座標アノテーション資料:
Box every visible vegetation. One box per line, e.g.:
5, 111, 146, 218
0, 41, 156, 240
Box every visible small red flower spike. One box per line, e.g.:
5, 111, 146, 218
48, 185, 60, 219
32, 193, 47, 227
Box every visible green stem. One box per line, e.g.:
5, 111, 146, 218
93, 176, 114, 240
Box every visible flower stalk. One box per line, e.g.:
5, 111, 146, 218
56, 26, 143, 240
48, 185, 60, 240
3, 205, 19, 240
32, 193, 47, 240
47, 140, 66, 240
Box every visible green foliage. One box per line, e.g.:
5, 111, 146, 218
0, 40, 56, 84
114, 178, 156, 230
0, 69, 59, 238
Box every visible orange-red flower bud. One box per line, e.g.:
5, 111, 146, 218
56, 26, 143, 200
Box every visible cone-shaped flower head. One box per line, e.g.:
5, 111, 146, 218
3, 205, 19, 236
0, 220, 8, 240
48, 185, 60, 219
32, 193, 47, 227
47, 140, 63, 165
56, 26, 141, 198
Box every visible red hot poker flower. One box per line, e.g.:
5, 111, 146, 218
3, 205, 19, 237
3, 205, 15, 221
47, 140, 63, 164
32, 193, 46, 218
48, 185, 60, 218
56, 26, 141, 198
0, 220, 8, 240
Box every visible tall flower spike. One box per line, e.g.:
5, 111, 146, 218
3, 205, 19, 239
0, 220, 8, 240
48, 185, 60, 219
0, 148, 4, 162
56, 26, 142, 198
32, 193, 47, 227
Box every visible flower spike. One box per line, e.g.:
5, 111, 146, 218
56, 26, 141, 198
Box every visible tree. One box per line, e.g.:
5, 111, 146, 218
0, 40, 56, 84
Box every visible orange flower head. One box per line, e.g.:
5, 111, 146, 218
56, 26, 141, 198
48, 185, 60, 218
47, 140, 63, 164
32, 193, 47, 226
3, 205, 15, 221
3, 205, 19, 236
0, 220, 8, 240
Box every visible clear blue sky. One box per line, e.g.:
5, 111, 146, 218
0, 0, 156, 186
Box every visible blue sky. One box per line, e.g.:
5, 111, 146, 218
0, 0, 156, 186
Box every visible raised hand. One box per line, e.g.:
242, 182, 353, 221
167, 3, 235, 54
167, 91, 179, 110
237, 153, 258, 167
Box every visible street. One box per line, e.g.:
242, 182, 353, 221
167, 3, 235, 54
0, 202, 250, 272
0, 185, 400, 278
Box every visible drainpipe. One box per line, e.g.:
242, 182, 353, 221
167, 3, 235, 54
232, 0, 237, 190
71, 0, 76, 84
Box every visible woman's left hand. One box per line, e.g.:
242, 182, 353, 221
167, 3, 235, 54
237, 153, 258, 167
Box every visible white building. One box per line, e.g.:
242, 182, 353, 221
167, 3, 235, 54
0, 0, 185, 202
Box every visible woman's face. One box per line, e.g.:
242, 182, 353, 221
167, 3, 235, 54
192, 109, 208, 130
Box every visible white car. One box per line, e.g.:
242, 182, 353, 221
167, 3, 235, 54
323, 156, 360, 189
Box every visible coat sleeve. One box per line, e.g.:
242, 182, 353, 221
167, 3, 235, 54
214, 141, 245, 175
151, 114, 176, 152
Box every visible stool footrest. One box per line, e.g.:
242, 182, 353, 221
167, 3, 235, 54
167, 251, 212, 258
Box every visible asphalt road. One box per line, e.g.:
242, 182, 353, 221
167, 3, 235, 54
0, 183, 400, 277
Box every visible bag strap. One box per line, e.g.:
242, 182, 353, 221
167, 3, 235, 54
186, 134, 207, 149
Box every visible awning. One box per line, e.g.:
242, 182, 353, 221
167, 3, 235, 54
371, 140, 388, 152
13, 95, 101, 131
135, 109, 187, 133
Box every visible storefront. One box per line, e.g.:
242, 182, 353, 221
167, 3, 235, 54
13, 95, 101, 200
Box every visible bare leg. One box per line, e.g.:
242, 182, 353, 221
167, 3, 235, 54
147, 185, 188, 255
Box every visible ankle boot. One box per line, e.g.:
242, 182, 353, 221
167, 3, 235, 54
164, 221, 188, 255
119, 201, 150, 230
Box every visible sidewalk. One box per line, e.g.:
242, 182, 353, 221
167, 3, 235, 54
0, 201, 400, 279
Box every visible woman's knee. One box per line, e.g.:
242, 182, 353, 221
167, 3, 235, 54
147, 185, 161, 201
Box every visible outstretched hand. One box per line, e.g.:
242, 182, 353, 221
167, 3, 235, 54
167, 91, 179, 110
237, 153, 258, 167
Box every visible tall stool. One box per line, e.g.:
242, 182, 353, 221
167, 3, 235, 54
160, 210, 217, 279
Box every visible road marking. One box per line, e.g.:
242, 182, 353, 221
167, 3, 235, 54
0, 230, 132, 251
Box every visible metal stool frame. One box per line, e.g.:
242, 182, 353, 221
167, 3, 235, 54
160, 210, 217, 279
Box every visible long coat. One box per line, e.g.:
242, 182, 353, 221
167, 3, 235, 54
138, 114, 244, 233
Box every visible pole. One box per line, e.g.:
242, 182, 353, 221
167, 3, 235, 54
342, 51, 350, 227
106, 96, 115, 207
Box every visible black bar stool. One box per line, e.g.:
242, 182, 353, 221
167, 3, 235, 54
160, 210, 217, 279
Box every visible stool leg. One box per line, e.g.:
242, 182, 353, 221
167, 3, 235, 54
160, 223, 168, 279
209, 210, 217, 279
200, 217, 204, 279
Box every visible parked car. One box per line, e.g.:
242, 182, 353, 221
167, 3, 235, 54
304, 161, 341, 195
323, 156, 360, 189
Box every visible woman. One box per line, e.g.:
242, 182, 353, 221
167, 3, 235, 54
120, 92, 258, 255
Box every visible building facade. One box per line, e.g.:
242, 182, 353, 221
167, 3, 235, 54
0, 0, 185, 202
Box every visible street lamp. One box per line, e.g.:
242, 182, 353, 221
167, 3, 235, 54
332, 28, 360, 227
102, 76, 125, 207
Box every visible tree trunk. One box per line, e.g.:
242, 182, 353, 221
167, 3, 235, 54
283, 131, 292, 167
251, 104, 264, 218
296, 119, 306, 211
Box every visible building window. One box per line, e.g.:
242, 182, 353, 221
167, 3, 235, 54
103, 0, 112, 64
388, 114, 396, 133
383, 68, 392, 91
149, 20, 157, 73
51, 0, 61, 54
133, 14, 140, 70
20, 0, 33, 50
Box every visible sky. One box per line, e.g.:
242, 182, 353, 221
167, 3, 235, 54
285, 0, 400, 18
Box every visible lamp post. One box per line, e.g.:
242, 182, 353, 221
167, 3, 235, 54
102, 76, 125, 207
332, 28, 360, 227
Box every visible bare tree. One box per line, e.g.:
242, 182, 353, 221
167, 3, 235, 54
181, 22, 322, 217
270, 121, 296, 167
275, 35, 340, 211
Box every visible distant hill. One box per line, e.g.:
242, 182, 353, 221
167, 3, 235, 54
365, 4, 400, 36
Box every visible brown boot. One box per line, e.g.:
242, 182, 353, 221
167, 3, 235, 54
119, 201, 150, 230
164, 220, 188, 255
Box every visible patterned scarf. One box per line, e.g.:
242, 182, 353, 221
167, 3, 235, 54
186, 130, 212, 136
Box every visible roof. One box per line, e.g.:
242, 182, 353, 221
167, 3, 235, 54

• _取り組む課題_
上の資料を空行を除いて1行ずつ通し番号を付け、「番号」と「行」の2列からなるMarkdownの表に書き直してください。

• _完成した解答_
| 番号 | 行 |
|---|---|
| 1 | Box every visible vegetation. One box per line, e.g.: |
| 2 | 5, 111, 146, 218 |
| 3 | 0, 41, 156, 240 |
| 4 | Box every visible small red flower spike. One box per line, e.g.: |
| 5 | 5, 111, 146, 218 |
| 6 | 48, 185, 60, 219 |
| 7 | 32, 193, 47, 227 |
| 8 | Box every visible green stem. One box per line, e.g.: |
| 9 | 5, 111, 146, 218 |
| 10 | 93, 176, 114, 240 |
| 11 | Box every visible flower stalk. One box per line, e.g.: |
| 12 | 5, 111, 146, 218 |
| 13 | 56, 26, 143, 240 |
| 14 | 48, 185, 60, 240 |
| 15 | 3, 205, 19, 240 |
| 16 | 32, 193, 47, 240 |
| 17 | 47, 140, 66, 240 |
| 18 | Box every visible green foliage. One box per line, e.g.: |
| 19 | 5, 111, 146, 218 |
| 20 | 0, 40, 56, 84 |
| 21 | 114, 178, 156, 230 |
| 22 | 0, 69, 59, 238 |
| 23 | Box every visible orange-red flower bud. One box per line, e.g.: |
| 24 | 5, 111, 146, 218 |
| 25 | 56, 26, 143, 200 |
| 26 | Box every visible cone-shaped flower head. One box per line, e.g.: |
| 27 | 5, 111, 146, 218 |
| 28 | 3, 205, 19, 236 |
| 29 | 0, 220, 8, 240 |
| 30 | 48, 185, 60, 219 |
| 31 | 32, 193, 47, 227 |
| 32 | 47, 140, 63, 165 |
| 33 | 56, 26, 141, 198 |
| 34 | Box every visible red hot poker flower. One box per line, e.g.: |
| 35 | 5, 111, 146, 218 |
| 36 | 3, 205, 19, 237 |
| 37 | 3, 205, 15, 221 |
| 38 | 47, 140, 63, 164 |
| 39 | 32, 193, 46, 218 |
| 40 | 48, 185, 60, 218 |
| 41 | 56, 26, 141, 198 |
| 42 | 0, 220, 8, 240 |
| 43 | Box every visible tall flower spike. One box per line, e.g.: |
| 44 | 5, 111, 146, 218 |
| 45 | 3, 205, 19, 239 |
| 46 | 0, 220, 8, 240 |
| 47 | 48, 185, 60, 219 |
| 48 | 0, 148, 4, 162 |
| 49 | 56, 26, 142, 198 |
| 50 | 32, 193, 47, 227 |
| 51 | Box every visible flower spike. One box per line, e.g.: |
| 52 | 5, 111, 146, 218 |
| 53 | 56, 26, 141, 198 |
| 54 | Box every visible tree. One box per line, e.g.: |
| 55 | 5, 111, 146, 218 |
| 56 | 0, 40, 56, 84 |
| 57 | Box every visible orange flower head. One box per line, e.g.: |
| 58 | 5, 111, 146, 218 |
| 59 | 56, 26, 141, 198 |
| 60 | 48, 185, 60, 218 |
| 61 | 47, 140, 63, 164 |
| 62 | 32, 193, 47, 226 |
| 63 | 3, 205, 15, 221 |
| 64 | 3, 205, 19, 236 |
| 65 | 0, 220, 8, 240 |
| 66 | Box every visible clear blue sky. One box per line, e.g.: |
| 67 | 5, 111, 146, 218 |
| 68 | 0, 0, 156, 186 |
| 69 | Box every visible blue sky. One box per line, e.g.: |
| 70 | 5, 111, 146, 218 |
| 71 | 0, 0, 156, 186 |
| 72 | Box every visible raised hand. One box per line, e.g.: |
| 73 | 242, 182, 353, 221 |
| 74 | 167, 3, 235, 54 |
| 75 | 167, 91, 179, 110 |
| 76 | 237, 153, 258, 167 |
| 77 | Box every visible street. One box per line, e.g.: |
| 78 | 242, 182, 353, 221 |
| 79 | 167, 3, 235, 54 |
| 80 | 0, 202, 250, 272 |
| 81 | 0, 185, 400, 278 |
| 82 | Box every visible drainpipe. One box per line, e.g.: |
| 83 | 242, 182, 353, 221 |
| 84 | 167, 3, 235, 54 |
| 85 | 232, 0, 237, 190 |
| 86 | 71, 0, 76, 84 |
| 87 | Box every visible woman's left hand. One box per line, e.g.: |
| 88 | 242, 182, 353, 221 |
| 89 | 167, 3, 235, 54 |
| 90 | 237, 153, 258, 167 |
| 91 | Box every visible white building. One box per line, e.g.: |
| 92 | 242, 182, 353, 221 |
| 93 | 167, 3, 235, 54 |
| 94 | 0, 0, 185, 202 |
| 95 | Box every visible woman's face. One box per line, e.g.: |
| 96 | 242, 182, 353, 221 |
| 97 | 167, 3, 235, 54 |
| 98 | 192, 109, 208, 130 |
| 99 | Box every visible white car. One box per line, e.g.: |
| 100 | 242, 182, 353, 221 |
| 101 | 167, 3, 235, 54 |
| 102 | 323, 156, 360, 189 |
| 103 | Box every visible coat sleeve. One box per line, e.g.: |
| 104 | 242, 182, 353, 221 |
| 105 | 167, 3, 235, 54 |
| 106 | 214, 141, 245, 175 |
| 107 | 151, 114, 176, 152 |
| 108 | Box every visible stool footrest. One box per line, e.g.: |
| 109 | 242, 182, 353, 221 |
| 110 | 167, 3, 235, 54 |
| 111 | 167, 251, 212, 258 |
| 112 | Box every visible asphalt road. One box per line, e.g.: |
| 113 | 242, 182, 353, 221 |
| 114 | 167, 3, 235, 54 |
| 115 | 0, 183, 400, 277 |
| 116 | Box every visible bag strap. One box per line, e.g.: |
| 117 | 242, 182, 353, 221 |
| 118 | 167, 3, 235, 54 |
| 119 | 186, 134, 207, 149 |
| 120 | Box every visible awning. One box per line, e.g.: |
| 121 | 242, 182, 353, 221 |
| 122 | 167, 3, 235, 54 |
| 123 | 371, 140, 388, 152 |
| 124 | 13, 95, 101, 131 |
| 125 | 135, 109, 187, 133 |
| 126 | Box every visible storefront. One box per line, e.g.: |
| 127 | 242, 182, 353, 221 |
| 128 | 167, 3, 235, 54 |
| 129 | 13, 95, 101, 200 |
| 130 | Box every visible bare leg. One box per line, e.g.: |
| 131 | 242, 182, 353, 221 |
| 132 | 167, 3, 235, 54 |
| 133 | 147, 185, 188, 255 |
| 134 | Box every visible ankle boot. One box per line, e.g.: |
| 135 | 242, 182, 353, 221 |
| 136 | 167, 3, 235, 54 |
| 137 | 164, 221, 188, 255 |
| 138 | 119, 201, 150, 230 |
| 139 | Box every visible sidewalk. One box per line, e.g.: |
| 140 | 242, 182, 353, 221 |
| 141 | 167, 3, 235, 54 |
| 142 | 0, 201, 400, 279 |
| 143 | Box every visible woman's knee. One box per line, e.g.: |
| 144 | 242, 182, 353, 221 |
| 145 | 167, 3, 235, 54 |
| 146 | 147, 185, 161, 201 |
| 147 | Box every visible outstretched hand. One box per line, e.g.: |
| 148 | 242, 182, 353, 221 |
| 149 | 167, 3, 235, 54 |
| 150 | 167, 91, 179, 110 |
| 151 | 237, 153, 258, 167 |
| 152 | Box every visible tall stool. One box per line, e.g.: |
| 153 | 242, 182, 353, 221 |
| 154 | 167, 3, 235, 54 |
| 155 | 160, 210, 217, 279 |
| 156 | Box every visible road marking. One box per line, e.g.: |
| 157 | 242, 182, 353, 221 |
| 158 | 167, 3, 235, 54 |
| 159 | 0, 230, 132, 251 |
| 160 | Box every visible metal stool frame. One box per line, e.g.: |
| 161 | 242, 182, 353, 221 |
| 162 | 167, 3, 235, 54 |
| 163 | 160, 210, 217, 279 |
| 164 | Box every visible long coat. One box per line, e.g.: |
| 165 | 242, 182, 353, 221 |
| 166 | 167, 3, 235, 54 |
| 167 | 138, 114, 244, 233 |
| 168 | Box every visible pole. One box per line, e.g.: |
| 169 | 242, 182, 353, 221 |
| 170 | 167, 3, 235, 54 |
| 171 | 342, 51, 350, 227 |
| 172 | 106, 96, 115, 207 |
| 173 | Box every visible black bar stool. One box per line, e.g.: |
| 174 | 242, 182, 353, 221 |
| 175 | 167, 3, 235, 54 |
| 176 | 160, 210, 217, 279 |
| 177 | Box every visible stool leg. One box per line, e.g.: |
| 178 | 242, 182, 353, 221 |
| 179 | 167, 3, 235, 54 |
| 180 | 160, 223, 168, 279 |
| 181 | 209, 210, 217, 279 |
| 182 | 200, 217, 204, 279 |
| 183 | Box every visible parked car. One box per line, e.g.: |
| 184 | 242, 182, 353, 221 |
| 185 | 167, 3, 235, 54 |
| 186 | 304, 161, 341, 195 |
| 187 | 323, 156, 360, 189 |
| 188 | Box every visible woman. One box per line, e.g.: |
| 189 | 242, 182, 353, 221 |
| 190 | 167, 3, 235, 54 |
| 191 | 120, 92, 258, 255 |
| 192 | Box every visible building facade. One box per line, e.g.: |
| 193 | 242, 182, 353, 221 |
| 194 | 167, 3, 235, 54 |
| 195 | 0, 0, 185, 202 |
| 196 | Box every visible street lamp. One box per line, e.g.: |
| 197 | 242, 182, 353, 221 |
| 198 | 167, 3, 235, 54 |
| 199 | 332, 28, 360, 227 |
| 200 | 102, 76, 125, 207 |
| 201 | Box every visible tree trunk. One box per line, e.g.: |
| 202 | 242, 182, 353, 221 |
| 203 | 167, 3, 235, 54 |
| 204 | 283, 131, 292, 167 |
| 205 | 251, 104, 264, 218 |
| 206 | 296, 119, 306, 211 |
| 207 | Box every visible building window. One box per line, e.g.: |
| 208 | 242, 182, 353, 221 |
| 209 | 167, 3, 235, 54 |
| 210 | 103, 0, 112, 64 |
| 211 | 388, 114, 396, 133 |
| 212 | 383, 68, 392, 91 |
| 213 | 149, 20, 157, 73 |
| 214 | 51, 0, 61, 54 |
| 215 | 133, 14, 140, 70 |
| 216 | 20, 0, 33, 50 |
| 217 | Box every visible sky. One box per line, e.g.: |
| 218 | 242, 182, 353, 221 |
| 219 | 167, 3, 235, 54 |
| 220 | 285, 0, 400, 18 |
| 221 | Box every visible lamp post. One box per line, e.g.: |
| 222 | 242, 182, 353, 221 |
| 223 | 167, 3, 235, 54 |
| 224 | 102, 76, 125, 207 |
| 225 | 332, 28, 360, 227 |
| 226 | Box every visible bare tree. One box per line, e.g.: |
| 227 | 242, 182, 353, 221 |
| 228 | 167, 3, 235, 54 |
| 229 | 181, 22, 322, 217 |
| 230 | 270, 121, 296, 167 |
| 231 | 275, 35, 340, 211 |
| 232 | Box every visible distant hill. One box per line, e.g.: |
| 233 | 242, 182, 353, 221 |
| 234 | 167, 3, 235, 54 |
| 235 | 365, 4, 400, 36 |
| 236 | Box every visible brown boot. One box per line, e.g.: |
| 237 | 242, 182, 353, 221 |
| 238 | 167, 3, 235, 54 |
| 239 | 119, 201, 150, 230 |
| 240 | 164, 220, 188, 255 |
| 241 | Box every visible patterned scarf. One box per line, e.g.: |
| 242 | 242, 182, 353, 221 |
| 243 | 167, 3, 235, 54 |
| 244 | 186, 130, 212, 136 |
| 245 | Box every visible roof. One box per line, e.g.: |
| 246 | 242, 182, 353, 221 |
| 247 | 167, 3, 235, 54 |